Which lines in the records below contain the word "Annotation"? Copy each one out.

--- RECORDS TO PROCESS ---

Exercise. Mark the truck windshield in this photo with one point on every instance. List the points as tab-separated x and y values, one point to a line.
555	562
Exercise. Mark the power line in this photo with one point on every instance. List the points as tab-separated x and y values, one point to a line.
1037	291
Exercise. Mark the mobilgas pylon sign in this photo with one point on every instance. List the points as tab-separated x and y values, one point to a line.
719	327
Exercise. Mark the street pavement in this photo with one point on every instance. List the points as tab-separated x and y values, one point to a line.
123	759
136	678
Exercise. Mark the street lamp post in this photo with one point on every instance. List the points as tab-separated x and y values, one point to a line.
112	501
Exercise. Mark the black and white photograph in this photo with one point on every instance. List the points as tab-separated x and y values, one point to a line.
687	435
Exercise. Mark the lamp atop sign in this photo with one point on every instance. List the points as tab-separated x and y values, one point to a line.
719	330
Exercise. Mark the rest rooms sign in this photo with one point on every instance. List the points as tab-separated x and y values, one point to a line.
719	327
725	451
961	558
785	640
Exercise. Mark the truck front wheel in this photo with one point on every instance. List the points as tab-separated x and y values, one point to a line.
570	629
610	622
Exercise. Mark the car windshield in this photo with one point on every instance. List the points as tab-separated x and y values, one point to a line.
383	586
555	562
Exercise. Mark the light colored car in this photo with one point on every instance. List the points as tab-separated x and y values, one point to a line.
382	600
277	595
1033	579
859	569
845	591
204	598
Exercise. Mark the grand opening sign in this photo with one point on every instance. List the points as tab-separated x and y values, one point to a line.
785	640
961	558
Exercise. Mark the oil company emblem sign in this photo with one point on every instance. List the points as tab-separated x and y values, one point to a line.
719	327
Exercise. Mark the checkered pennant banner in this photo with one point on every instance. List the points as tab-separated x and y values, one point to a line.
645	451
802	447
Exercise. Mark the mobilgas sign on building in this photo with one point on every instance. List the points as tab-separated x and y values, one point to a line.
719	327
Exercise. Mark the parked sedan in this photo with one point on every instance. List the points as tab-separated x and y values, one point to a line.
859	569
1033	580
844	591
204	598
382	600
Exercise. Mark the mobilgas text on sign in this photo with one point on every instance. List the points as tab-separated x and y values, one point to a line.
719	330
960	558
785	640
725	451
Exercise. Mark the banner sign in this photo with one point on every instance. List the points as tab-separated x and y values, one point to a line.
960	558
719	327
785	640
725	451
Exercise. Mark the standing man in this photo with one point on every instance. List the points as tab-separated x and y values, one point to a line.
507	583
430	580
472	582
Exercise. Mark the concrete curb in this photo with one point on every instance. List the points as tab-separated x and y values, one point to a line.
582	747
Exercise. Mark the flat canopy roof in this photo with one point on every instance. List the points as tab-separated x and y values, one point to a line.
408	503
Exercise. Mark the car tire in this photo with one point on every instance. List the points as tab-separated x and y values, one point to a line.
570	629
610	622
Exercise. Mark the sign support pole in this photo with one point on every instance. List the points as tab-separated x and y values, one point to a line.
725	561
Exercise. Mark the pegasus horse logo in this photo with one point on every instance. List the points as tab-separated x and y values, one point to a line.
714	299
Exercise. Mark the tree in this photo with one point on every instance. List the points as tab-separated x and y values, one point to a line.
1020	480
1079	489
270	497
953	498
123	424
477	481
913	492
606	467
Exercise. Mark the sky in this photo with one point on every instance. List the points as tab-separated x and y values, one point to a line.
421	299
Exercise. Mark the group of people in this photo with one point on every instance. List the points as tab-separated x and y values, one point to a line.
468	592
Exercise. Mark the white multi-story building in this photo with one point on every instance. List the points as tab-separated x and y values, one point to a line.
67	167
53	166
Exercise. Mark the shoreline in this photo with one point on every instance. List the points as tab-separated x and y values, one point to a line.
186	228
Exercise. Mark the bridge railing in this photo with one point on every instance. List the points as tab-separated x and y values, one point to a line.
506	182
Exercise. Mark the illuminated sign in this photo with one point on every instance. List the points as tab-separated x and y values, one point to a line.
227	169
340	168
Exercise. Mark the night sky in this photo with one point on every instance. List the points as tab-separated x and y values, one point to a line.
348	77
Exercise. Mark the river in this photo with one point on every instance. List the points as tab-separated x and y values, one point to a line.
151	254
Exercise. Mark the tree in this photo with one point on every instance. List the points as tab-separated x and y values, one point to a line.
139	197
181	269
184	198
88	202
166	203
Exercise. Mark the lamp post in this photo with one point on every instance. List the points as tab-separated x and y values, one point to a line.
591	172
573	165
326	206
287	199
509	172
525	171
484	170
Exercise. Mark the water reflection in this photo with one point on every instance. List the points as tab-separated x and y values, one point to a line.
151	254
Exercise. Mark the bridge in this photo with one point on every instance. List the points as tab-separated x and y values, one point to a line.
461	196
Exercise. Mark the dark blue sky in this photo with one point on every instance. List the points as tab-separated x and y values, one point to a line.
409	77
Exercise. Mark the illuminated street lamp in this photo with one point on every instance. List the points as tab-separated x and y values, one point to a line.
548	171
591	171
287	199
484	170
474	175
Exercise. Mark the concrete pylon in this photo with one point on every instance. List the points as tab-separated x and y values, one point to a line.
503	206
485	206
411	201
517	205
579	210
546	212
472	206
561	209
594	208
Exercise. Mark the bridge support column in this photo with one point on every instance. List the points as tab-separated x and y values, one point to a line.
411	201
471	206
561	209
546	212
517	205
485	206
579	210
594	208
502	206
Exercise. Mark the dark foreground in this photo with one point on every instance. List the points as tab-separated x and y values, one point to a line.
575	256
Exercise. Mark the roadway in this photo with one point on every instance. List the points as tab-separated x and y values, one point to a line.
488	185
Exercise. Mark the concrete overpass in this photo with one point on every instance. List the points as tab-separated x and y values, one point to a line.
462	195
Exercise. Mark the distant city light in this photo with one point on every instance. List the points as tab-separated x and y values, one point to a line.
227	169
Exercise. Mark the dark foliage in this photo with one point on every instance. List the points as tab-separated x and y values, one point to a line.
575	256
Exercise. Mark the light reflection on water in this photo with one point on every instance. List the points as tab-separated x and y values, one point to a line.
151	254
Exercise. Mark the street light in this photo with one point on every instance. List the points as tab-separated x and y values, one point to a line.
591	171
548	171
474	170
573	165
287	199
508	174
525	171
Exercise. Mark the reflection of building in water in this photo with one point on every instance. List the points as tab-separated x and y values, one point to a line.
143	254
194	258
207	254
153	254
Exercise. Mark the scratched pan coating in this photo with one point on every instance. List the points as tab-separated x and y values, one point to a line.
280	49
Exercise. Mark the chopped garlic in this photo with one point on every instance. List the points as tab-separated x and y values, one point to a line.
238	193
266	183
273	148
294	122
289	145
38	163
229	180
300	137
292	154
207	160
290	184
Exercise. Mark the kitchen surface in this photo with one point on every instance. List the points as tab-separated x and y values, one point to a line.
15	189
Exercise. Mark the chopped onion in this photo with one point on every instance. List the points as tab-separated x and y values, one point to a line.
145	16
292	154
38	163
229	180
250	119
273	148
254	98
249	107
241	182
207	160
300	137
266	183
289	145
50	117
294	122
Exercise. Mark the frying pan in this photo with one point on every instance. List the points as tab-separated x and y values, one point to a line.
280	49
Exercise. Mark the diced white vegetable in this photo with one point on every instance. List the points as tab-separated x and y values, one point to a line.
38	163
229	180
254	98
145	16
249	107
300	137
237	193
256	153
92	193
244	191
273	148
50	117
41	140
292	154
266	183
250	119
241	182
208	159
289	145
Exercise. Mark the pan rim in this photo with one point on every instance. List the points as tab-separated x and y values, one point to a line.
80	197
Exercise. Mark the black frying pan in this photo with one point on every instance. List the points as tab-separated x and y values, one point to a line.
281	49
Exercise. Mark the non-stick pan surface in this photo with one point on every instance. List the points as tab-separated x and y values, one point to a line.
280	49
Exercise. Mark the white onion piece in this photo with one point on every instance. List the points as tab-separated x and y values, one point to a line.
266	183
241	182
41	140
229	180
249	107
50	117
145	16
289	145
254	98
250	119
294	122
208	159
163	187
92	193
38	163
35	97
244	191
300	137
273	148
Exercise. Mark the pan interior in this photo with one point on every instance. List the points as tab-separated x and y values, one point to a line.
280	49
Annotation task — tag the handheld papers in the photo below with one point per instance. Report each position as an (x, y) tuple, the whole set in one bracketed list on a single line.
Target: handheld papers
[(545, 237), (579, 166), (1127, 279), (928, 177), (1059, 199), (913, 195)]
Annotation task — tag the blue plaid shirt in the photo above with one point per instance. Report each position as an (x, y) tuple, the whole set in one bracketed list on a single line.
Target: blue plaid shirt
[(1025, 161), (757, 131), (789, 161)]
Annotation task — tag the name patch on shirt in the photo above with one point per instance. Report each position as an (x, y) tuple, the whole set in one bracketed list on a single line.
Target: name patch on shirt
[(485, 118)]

---

RESPONSE »
Annotation task — tag the handheld papers in the photo below with one point per instance. Report each position as an (x, y) tuple, the whole set in one bracketed list on a single line.
Annotation task — tag the blue plaid shirt in the photo above with one point per instance. Report each position as an (x, y) tuple, the whole set in one bracketed list on a single line.
Annotation task — tag the name patch on shirt in the photo above with one point per instance. Report each position as an (x, y) tuple, the whole set in one bracketed list on a single line.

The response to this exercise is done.